One of these experiences…and it’s one that is honored and vital to the development of the fratty lifestyle over time…is living in the fraternity house.  Mr. Douchebag, I see you out there, reading this paragraph and saying, “Living in a frat house is no different than living in a dorm.”  First, Mr. Douchebag, take off that ridiculous Tap Out hat.  You’re 120 lbs. and had to drop “Coaching Tennis 102″ because your physician said you bruise too easily.  Second, living in a frat castle is so far removed from living in a dorm that only the simplest of minds would make a parallel between the two.

Living in the fraternity house has many advantages.  First of all, you will never be wanting for a party…the party literally comes to you.  We need not go into planned band parties, swaps, and the like; we all know what those are and the virtues they hold.  The great thing about fraternity house living, though, is the random Tuesday night gatherings that start with 3 of your brothers inviting some girls over to enjoy some fratwater and watch some TV, and ends with 120 people, 5 handles, multiple cases, and someone to run out in the morning to get you a chicken biscuit.  When you’re living in the fratcastle, you need only step outside of your room to take full advantage of these opportunities.

Of course, there are some downsides.  Many fratdaddies would prefer to live in a situation, such as an apartment, condo, or private house, where they have more privacy.  Many fratcastles feature bathrooms with several stalls, showers in a line with differing levels of coverage, etc.  These aren’t all bad, however.  There’s nothing like starting the day at a healthy 10 AM when you go to the bathroom to drain the whiskey from the night before and catch a shave, and there’s a fratpotato in the shower who needs some assistance washing some of those hard to reach areas.  Yes, you should be glad to help.  Yes, you can also send HER out to get you a chicken biscuit.  However, etiquette holds that you should instruct her to bring whatever fratdaddy she shacked with some breakfast as well.   The bathroom is also a place where you may find yourself pressed into unwanted responsibilities.  For some reason, the soothing sound of the toilet process is hypnotic to the most drunktaneous of fratdaddies, and you may find your brothers passed out on the bathroom floor on occasion.  Remember to quickly carry/help him to his room, and leave a polite note on his face informing him of his questionable paternity.

__Supplied material__:
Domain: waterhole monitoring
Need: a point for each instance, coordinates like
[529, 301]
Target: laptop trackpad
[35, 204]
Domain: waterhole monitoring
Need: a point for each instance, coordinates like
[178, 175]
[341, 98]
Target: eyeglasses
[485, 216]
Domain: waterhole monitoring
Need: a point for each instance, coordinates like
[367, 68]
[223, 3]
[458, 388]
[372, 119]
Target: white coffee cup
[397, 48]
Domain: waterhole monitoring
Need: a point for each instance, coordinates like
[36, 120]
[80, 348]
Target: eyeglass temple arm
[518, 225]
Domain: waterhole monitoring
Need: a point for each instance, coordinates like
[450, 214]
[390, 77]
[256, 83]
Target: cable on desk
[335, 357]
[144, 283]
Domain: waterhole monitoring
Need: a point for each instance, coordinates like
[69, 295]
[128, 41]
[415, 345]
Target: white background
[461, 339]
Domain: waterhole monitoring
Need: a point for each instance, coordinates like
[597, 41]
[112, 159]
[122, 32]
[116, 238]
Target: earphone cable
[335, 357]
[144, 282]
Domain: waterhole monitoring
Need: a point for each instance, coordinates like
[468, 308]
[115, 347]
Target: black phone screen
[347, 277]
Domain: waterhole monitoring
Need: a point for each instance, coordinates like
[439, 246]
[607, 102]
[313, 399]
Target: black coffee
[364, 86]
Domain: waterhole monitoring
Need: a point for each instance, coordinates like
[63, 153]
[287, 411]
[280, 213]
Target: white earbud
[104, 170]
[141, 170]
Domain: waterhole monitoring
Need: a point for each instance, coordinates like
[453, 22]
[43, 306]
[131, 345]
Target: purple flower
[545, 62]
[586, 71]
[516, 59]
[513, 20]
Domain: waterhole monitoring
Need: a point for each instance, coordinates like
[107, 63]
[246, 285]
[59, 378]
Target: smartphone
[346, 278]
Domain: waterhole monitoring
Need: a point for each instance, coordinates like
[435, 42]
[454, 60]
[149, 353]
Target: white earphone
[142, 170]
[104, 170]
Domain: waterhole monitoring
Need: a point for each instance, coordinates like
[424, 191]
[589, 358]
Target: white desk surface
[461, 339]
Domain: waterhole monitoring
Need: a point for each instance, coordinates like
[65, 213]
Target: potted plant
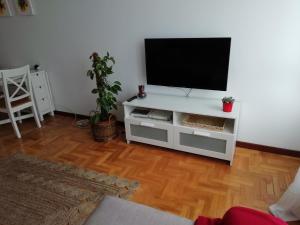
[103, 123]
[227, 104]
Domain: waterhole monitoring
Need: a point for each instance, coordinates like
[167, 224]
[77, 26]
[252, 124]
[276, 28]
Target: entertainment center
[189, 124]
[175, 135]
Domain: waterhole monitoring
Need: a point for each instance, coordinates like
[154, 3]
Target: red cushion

---

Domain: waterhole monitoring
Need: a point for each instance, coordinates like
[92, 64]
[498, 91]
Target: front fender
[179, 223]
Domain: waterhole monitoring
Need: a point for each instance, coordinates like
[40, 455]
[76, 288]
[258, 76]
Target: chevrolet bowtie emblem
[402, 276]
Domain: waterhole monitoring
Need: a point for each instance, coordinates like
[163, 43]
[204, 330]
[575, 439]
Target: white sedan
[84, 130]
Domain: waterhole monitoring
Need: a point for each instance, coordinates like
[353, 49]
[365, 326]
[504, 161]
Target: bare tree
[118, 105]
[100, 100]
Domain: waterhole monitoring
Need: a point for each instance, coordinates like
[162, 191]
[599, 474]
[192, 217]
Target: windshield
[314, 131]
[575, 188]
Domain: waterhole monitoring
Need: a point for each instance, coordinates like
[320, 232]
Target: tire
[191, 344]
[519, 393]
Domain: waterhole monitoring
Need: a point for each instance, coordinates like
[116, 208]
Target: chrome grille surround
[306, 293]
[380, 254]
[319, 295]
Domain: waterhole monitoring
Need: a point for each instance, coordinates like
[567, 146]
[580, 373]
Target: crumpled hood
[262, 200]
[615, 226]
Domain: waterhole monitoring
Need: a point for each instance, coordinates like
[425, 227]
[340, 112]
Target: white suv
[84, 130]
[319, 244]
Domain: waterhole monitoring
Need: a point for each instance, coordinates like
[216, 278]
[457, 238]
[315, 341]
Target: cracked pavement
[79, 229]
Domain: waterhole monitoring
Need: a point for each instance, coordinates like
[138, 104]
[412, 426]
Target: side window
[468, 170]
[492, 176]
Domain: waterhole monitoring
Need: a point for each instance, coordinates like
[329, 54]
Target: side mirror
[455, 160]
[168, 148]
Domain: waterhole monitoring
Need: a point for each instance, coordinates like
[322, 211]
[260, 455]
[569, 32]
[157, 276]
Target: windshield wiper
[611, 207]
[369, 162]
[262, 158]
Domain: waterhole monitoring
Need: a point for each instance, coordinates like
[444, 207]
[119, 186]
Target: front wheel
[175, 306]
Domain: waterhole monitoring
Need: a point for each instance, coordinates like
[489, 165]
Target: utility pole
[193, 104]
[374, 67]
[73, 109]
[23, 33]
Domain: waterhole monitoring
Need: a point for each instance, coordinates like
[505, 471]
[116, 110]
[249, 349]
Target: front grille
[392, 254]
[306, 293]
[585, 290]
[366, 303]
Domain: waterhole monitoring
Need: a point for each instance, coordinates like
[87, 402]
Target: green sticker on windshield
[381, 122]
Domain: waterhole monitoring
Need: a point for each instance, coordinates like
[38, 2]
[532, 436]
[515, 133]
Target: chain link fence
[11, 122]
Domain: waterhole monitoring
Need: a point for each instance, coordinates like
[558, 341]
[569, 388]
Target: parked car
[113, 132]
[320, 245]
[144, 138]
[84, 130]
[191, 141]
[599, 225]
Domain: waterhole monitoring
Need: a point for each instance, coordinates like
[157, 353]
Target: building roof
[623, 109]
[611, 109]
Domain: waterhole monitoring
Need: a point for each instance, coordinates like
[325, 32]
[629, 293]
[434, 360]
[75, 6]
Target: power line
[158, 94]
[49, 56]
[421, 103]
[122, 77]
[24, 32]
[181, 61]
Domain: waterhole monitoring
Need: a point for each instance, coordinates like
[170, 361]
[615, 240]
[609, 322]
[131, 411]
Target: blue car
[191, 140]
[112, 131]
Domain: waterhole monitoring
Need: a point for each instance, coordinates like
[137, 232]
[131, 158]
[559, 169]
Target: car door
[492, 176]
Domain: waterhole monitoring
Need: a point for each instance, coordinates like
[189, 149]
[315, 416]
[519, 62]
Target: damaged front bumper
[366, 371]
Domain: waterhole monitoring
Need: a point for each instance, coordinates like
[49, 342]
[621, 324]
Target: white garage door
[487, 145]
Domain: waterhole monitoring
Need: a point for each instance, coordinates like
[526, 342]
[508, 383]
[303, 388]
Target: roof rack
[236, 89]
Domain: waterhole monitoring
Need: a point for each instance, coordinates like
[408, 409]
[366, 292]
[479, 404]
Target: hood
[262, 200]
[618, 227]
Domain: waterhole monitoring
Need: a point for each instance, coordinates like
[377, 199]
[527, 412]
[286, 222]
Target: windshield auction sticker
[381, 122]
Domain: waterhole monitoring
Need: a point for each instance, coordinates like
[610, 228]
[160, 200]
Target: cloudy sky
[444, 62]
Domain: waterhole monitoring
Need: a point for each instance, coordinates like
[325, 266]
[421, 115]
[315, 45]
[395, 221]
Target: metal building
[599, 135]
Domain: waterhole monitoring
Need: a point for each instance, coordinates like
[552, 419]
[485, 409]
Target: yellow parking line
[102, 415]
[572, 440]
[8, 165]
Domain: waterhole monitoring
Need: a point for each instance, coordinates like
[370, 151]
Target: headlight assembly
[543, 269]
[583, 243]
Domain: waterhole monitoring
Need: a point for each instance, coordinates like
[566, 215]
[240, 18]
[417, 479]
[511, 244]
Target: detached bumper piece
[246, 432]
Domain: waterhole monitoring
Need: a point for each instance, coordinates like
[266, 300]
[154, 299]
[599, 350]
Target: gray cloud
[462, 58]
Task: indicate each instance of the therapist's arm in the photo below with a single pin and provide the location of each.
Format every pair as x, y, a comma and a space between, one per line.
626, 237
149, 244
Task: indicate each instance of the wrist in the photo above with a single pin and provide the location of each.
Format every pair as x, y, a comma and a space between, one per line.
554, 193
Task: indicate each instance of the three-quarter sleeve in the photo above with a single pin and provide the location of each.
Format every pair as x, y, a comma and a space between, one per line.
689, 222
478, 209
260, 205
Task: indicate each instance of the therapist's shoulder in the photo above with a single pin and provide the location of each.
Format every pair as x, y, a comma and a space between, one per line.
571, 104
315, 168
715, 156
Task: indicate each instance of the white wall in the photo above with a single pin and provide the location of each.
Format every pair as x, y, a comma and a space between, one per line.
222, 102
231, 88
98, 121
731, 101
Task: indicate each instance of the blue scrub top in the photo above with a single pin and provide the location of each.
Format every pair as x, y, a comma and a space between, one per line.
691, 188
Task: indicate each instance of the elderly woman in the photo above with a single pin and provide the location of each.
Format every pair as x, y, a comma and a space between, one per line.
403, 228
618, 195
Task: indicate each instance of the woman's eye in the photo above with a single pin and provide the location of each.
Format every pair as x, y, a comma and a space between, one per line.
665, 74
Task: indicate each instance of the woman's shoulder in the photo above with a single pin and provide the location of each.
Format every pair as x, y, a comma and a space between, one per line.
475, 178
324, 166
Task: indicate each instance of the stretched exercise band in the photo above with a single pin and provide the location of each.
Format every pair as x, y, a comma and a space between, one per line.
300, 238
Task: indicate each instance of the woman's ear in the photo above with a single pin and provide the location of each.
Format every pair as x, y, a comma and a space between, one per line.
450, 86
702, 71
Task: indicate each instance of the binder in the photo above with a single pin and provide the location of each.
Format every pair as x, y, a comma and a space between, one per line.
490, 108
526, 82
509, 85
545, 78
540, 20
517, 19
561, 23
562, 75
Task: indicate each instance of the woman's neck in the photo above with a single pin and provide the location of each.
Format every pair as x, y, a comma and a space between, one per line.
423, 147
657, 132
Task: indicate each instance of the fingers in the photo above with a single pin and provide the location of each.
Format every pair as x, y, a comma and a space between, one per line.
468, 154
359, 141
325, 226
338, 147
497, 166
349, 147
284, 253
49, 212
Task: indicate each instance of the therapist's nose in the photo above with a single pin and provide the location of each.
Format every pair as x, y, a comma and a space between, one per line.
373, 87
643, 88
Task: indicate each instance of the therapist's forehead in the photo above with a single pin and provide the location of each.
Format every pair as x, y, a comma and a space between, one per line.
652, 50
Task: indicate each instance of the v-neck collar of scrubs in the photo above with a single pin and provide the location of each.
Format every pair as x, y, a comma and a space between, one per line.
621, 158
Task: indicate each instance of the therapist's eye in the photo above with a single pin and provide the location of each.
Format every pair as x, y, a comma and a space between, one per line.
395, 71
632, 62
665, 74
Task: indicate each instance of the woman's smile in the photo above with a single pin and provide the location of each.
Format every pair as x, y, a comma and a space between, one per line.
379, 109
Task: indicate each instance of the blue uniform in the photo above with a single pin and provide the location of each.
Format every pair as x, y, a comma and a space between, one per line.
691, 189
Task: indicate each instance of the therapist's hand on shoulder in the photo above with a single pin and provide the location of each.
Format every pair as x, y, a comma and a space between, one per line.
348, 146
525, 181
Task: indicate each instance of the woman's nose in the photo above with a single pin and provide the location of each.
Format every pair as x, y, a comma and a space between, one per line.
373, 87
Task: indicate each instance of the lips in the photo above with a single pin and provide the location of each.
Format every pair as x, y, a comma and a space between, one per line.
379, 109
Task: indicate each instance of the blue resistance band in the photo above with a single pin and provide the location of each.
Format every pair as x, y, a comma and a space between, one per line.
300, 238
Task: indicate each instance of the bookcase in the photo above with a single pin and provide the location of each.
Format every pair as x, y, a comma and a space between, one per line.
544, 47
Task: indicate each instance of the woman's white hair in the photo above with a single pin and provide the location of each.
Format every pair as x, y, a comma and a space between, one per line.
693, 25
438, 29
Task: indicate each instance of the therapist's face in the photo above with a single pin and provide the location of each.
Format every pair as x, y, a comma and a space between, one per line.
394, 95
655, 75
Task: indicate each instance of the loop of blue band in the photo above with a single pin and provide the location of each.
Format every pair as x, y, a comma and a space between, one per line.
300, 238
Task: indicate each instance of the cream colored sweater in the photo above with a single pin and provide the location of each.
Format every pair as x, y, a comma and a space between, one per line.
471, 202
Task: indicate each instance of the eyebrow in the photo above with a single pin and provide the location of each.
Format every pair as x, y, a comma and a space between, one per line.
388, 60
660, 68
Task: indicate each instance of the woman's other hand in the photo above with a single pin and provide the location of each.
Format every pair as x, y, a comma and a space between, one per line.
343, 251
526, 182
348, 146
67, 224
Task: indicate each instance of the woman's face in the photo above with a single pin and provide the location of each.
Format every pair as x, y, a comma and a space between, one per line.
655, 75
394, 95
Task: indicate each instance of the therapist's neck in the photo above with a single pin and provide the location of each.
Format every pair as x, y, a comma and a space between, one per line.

__Work to do__:
**A)** Repeat the passage on fraternity house living, starting at "One of these" and ending at "between the two.".
**B)** Pull out every line of the entries that contains the string "shoulder", matching case exactly.

__Results by task__:
**A)**
One of these experiences…and it’s one that is honored and vital to the development of the fratty lifestyle over time…is living in the fraternity house.  Mr. Douchebag, I see you out there, reading this paragraph and saying, “Living in a frat house is no different than living in a dorm.”  First, Mr. Douchebag, take off that ridiculous Tap Out hat.  You’re 120 lbs. and had to drop “Coaching Tennis 102″ because your physician said you bruise too easily.  Second, living in a frat castle is so far removed from living in a dorm that only the simplest of minds would make a parallel between the two.

**B)**
Task: indicate each instance of the therapist's shoulder in the photo above with a single pin and provide the location of each.
Task: indicate each instance of the woman's shoulder in the photo above with a single pin and provide the location of each.
Task: indicate each instance of the therapist's hand on shoulder in the photo above with a single pin and provide the location of each.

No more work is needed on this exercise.